### Exercise
Rewrite everything from the start of the records down to and including the line that contains "[[282, 36, 375, 99]]" as a numbered list, leaving out any blank lines.

· · · ·

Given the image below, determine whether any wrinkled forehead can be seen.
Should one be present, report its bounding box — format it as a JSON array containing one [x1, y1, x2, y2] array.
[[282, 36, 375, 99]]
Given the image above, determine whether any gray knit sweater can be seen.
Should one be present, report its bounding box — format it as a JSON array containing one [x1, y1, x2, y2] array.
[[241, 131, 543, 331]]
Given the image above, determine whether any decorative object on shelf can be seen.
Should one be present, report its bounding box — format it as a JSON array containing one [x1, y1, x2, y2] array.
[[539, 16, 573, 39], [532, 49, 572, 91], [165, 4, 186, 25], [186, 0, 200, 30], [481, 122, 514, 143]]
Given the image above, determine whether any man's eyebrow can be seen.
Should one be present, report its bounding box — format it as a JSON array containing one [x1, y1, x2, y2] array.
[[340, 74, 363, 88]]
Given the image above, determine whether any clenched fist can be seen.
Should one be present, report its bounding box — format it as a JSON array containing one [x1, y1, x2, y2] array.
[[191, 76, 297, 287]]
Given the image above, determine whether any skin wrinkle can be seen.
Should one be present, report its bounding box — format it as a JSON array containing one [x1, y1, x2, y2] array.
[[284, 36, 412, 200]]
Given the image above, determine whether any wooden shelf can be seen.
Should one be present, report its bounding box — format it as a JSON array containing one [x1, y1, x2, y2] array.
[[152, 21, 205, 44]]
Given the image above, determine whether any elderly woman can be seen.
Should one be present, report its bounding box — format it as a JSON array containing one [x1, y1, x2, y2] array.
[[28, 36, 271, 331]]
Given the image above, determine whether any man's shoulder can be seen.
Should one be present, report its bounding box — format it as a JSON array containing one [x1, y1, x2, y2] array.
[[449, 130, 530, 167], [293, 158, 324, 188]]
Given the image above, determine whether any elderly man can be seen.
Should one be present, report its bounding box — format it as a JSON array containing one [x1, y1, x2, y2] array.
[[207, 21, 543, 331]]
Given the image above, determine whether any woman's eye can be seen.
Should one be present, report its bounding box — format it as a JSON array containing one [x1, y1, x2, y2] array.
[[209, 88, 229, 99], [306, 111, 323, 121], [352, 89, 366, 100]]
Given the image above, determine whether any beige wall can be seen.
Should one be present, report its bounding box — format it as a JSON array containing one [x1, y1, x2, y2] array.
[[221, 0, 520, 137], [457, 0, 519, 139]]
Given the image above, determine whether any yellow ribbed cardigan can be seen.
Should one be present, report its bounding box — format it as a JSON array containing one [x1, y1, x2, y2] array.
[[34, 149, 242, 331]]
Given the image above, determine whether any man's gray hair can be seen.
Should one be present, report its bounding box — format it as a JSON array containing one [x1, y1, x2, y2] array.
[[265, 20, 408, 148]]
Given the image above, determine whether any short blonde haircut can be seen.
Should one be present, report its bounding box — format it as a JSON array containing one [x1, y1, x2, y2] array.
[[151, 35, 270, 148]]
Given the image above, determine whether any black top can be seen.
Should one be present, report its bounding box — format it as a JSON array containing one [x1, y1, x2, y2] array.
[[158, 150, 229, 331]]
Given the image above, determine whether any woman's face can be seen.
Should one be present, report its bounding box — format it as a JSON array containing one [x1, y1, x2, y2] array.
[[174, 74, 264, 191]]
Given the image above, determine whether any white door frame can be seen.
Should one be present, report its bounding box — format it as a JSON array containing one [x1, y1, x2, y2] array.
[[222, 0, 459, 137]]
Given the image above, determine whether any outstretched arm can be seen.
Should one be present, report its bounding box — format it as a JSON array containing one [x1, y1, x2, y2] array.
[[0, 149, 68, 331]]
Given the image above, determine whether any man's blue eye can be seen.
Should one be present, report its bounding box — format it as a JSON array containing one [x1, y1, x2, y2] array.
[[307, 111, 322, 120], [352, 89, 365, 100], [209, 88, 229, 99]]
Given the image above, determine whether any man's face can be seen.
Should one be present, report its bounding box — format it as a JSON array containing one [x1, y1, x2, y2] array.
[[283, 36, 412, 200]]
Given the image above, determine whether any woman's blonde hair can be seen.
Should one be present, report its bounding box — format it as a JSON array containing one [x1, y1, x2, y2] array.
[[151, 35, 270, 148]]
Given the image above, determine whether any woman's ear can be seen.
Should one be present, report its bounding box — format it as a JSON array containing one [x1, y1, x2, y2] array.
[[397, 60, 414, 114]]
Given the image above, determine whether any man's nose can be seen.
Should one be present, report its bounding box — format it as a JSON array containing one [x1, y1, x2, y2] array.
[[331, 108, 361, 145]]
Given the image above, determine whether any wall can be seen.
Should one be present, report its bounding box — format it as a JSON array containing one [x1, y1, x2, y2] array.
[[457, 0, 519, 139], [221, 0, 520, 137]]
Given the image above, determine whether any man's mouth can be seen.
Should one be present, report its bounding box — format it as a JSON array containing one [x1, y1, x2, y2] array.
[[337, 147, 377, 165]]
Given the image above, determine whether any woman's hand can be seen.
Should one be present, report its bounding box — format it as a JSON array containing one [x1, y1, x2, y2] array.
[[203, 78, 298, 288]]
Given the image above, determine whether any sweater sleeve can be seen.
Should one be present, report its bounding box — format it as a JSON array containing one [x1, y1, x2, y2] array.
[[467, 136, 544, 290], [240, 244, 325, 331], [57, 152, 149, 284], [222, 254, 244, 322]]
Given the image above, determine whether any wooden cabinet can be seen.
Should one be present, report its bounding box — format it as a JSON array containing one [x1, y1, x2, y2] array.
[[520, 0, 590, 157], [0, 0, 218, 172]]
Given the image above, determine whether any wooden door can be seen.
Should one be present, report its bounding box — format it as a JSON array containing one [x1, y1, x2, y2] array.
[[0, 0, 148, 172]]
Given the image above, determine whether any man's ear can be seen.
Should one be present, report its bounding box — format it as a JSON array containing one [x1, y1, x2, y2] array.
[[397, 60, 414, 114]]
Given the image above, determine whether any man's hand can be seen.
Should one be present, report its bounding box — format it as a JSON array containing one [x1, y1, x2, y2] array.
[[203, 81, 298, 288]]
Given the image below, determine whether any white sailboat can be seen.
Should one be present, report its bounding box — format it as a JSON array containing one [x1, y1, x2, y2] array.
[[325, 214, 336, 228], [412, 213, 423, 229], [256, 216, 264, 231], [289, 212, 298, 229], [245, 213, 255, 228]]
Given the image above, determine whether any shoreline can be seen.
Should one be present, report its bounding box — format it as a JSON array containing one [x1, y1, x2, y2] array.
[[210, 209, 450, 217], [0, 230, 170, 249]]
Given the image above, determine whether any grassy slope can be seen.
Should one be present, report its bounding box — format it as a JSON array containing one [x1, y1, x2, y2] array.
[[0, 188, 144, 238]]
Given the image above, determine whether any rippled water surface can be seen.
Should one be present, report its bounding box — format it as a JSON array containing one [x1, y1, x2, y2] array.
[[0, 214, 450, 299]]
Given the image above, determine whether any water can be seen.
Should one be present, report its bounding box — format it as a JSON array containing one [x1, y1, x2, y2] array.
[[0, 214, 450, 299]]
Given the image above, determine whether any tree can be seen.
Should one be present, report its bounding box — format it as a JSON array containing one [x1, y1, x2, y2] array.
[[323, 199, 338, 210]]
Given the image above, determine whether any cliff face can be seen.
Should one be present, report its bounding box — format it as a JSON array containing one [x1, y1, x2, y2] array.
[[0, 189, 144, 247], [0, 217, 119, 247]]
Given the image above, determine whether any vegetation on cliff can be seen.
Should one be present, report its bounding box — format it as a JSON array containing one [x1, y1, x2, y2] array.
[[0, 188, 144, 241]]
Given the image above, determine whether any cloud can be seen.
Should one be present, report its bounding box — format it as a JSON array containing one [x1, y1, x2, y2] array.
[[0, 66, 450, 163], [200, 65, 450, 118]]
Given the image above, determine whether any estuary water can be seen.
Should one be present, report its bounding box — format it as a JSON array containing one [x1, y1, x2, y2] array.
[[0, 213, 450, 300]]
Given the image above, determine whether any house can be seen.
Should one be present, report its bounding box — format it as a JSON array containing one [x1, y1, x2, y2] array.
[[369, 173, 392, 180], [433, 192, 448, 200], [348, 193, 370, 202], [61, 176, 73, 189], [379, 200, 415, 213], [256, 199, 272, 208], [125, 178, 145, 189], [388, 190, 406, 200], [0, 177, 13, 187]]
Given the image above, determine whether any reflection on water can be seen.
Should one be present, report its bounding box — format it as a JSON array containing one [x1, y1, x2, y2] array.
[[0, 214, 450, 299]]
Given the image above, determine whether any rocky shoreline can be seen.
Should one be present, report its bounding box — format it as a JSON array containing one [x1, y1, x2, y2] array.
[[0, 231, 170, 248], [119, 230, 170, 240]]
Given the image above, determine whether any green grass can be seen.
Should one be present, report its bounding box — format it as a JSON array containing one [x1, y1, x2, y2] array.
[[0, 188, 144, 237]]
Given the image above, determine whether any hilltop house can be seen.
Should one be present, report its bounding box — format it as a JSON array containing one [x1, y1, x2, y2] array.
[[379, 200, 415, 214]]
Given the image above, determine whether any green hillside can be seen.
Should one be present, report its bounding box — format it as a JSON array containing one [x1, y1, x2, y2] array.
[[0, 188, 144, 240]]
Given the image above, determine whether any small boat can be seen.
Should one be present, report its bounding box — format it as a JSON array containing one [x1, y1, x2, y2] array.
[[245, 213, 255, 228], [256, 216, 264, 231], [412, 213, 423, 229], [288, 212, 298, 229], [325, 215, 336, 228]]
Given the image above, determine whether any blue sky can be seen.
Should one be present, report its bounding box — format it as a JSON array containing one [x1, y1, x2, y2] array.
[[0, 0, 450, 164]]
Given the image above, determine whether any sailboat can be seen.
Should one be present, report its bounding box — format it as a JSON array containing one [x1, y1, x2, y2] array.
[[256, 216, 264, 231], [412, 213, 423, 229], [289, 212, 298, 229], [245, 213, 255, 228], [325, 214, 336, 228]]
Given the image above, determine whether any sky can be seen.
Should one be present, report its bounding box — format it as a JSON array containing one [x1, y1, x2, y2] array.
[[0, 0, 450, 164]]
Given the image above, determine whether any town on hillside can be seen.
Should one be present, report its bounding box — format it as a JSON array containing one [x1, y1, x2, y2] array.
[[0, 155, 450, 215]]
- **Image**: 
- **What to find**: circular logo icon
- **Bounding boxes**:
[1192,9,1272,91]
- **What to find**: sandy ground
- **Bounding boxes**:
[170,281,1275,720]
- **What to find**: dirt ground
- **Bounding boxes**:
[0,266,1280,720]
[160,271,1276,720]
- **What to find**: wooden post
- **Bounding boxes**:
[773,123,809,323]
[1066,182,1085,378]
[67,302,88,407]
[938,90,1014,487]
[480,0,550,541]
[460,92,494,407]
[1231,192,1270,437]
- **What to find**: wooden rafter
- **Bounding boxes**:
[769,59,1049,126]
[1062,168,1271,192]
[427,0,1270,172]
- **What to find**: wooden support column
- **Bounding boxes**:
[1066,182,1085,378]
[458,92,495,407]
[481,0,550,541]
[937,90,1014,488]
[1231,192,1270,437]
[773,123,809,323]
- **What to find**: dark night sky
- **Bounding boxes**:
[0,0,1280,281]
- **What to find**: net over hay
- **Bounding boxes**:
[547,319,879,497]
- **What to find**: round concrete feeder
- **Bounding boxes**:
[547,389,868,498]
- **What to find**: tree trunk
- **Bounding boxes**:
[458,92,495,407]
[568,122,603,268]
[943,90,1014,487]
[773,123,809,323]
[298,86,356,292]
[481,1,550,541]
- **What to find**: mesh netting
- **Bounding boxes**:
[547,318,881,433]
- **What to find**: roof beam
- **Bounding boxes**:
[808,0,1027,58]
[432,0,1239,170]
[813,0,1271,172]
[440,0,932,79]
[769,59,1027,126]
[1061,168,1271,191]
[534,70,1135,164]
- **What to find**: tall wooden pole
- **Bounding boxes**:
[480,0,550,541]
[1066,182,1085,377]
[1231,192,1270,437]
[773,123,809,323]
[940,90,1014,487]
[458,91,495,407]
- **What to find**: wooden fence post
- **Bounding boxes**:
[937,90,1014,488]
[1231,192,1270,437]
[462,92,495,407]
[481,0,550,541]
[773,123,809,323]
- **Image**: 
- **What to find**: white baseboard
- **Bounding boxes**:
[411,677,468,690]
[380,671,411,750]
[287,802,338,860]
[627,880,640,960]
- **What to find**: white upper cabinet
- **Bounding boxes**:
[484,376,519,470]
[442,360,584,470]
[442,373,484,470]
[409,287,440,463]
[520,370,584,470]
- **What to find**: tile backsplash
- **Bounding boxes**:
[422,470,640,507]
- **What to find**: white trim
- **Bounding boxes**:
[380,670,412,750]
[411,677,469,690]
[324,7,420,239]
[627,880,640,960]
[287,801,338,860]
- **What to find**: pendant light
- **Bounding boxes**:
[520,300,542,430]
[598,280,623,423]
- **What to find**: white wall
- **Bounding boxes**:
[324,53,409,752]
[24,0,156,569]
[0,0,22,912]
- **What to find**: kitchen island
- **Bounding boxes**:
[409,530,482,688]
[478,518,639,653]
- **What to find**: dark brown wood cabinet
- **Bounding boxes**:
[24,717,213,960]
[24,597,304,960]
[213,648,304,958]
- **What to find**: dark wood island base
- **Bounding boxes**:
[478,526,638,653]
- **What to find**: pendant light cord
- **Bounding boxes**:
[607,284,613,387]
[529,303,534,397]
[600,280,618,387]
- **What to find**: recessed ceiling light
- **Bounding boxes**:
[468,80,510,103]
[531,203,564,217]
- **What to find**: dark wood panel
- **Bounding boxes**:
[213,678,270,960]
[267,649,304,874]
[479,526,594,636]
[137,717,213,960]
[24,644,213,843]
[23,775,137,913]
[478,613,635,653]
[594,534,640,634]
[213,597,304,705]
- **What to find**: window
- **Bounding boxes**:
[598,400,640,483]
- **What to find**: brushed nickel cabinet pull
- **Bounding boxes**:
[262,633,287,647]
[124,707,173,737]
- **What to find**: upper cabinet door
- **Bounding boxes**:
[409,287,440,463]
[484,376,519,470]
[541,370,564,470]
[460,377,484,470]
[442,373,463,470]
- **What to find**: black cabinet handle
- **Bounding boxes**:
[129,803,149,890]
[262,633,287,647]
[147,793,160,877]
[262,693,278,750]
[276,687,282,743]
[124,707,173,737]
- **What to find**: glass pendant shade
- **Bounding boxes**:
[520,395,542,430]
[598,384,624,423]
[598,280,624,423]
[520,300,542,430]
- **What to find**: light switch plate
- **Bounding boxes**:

· · · ·

### Result below
1. Given the image below, determine whether any wrinkled forehead can be seen.
2. Should one be present, report its bounding box — format it as a JSON array containing one [x1, y1, x2, y2] array.
3. [[282, 36, 375, 99]]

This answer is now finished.